- Source extract:
Education policy – Let’s restore teachers’ sense of agency
The past five decades in education has seen a steady diminishing of teachers’ agency and autonomy, observes Dr Shirley Lawes. Could it be the reduction of teachers to curriculum deliverers/technicians that, in part, explains why a radically moralistic Critical Social Justice ideology appeals to some?
When I started teaching in the early 1970s, there was no National Curriculum, no Ofsted inspections and no league tables. The school leaving age had only just been raised to 16.
Recent reforms had seen the education system largely abandon selection at the age of 11, reflecting concerns by the policymakers of the day that the inequalities emerging from said system over the previous 25 years had to be addressed.
Instead, comprehensive education would establish a more egalitarian system – though this presented a huge challenge to teachers, who suddenly found themselves having to inspire and enthuse children from diverse backgrounds with wildly divergent abilities and attitudes towards education.
Foundation disciplines
It was an exciting time to be entering teaching. I’d undertaken a three-year ‘Certificate in Education’ course at a polytechnic, which endeavoured to make students think about the meaning and purpose of education in this new era through ‘foundation disciplines’ – namely the philosophy, sociology, history and psychology of education.
Besides this introduction to education theory, we also studied a specialist subject (mine being French) and spent one term each year studying teaching practice under the supervision of a teacher in school and a college tutor.

- The tasks:
[a] Name the foundation disciplines that the article on teachers' agency lists.
[b] Quote the article on teachers' agency from "Besides this introduction" up to and including "a college tutor.".
[c] Write the next part of the article on teachers' agency, picking up after its last sentence.
The records that follow the article on teachers' agency come from a separate source.

- Provided data:
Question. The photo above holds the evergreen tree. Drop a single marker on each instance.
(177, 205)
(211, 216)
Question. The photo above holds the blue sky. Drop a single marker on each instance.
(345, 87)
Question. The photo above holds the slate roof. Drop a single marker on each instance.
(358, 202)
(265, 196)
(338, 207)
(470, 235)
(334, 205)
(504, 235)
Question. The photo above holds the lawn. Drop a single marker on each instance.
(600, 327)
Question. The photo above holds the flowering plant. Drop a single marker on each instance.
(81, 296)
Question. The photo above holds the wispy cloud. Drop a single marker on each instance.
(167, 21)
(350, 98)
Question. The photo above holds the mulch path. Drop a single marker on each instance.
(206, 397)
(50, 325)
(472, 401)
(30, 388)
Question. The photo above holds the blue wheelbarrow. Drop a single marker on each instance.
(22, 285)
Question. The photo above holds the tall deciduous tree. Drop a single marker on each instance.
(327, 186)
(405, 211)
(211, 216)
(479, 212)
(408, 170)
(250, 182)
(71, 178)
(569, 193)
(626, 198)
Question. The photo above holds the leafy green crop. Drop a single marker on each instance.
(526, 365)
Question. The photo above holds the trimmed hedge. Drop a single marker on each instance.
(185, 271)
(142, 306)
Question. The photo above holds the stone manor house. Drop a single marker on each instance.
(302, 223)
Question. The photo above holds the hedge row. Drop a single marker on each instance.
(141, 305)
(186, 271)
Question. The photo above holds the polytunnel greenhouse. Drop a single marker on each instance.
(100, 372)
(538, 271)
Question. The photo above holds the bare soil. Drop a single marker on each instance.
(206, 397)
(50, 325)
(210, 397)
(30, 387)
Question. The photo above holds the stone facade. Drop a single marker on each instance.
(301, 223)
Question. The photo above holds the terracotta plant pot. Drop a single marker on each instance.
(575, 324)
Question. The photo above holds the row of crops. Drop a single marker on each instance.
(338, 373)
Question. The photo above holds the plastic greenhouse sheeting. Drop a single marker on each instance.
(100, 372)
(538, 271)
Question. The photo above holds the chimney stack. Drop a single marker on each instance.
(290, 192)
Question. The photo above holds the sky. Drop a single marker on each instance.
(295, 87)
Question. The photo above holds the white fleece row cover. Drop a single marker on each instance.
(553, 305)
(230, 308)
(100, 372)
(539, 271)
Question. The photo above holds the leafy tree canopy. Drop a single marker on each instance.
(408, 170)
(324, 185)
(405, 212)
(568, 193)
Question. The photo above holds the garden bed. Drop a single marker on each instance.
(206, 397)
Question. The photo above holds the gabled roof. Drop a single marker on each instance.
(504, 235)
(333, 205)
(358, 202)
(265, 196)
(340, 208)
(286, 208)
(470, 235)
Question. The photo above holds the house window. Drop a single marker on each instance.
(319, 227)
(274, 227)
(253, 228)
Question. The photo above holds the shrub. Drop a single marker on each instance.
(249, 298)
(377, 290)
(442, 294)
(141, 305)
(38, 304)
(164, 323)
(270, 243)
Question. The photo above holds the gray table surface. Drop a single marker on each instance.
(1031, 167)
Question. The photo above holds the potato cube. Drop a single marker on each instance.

- Task answers:
[a]
- Philosophy of education
- Sociology of education
- History of education
- Psychology of education

[b]
Besides this introduction to education theory, we also studied a specialist subject (mine being French) and spent one term each year studying teaching practice under the supervision of a teacher in school and a college tutor.

[c]
Taken together, this Cert. Ed. qualification was sometimes considered inferior to the PGCE, since the subject knowledge component wasn’t directly comparable to what students might attain through studying for a university Honours Degree.
For many years, I was therefore reluctant to admit that I’d ‘only’ completed a Cert.Ed course, and subsequently gained additional qualifications to try and achieve parity with my graduate colleagues.
Spirit of hope
Now, after more than 50 years of school/college teaching, university tutoring and leading PGCE courses, I’m convinced that teacher education has been reduced to a technical process narrowly focused on producing compliant, conformist practitioners.
The professional status of teachers is now limited to ‘delivery’ of a pre-set curriculum. At the same time, their roles have become increasingly concerned with social, rather than intellectual development.
Teachers complain that they feel like social workers, their jobs increasingly revolving around testing and accountability, and subject to conditions of service that are ever more onerous and less secure. The teaching profession has lost its sense of agency.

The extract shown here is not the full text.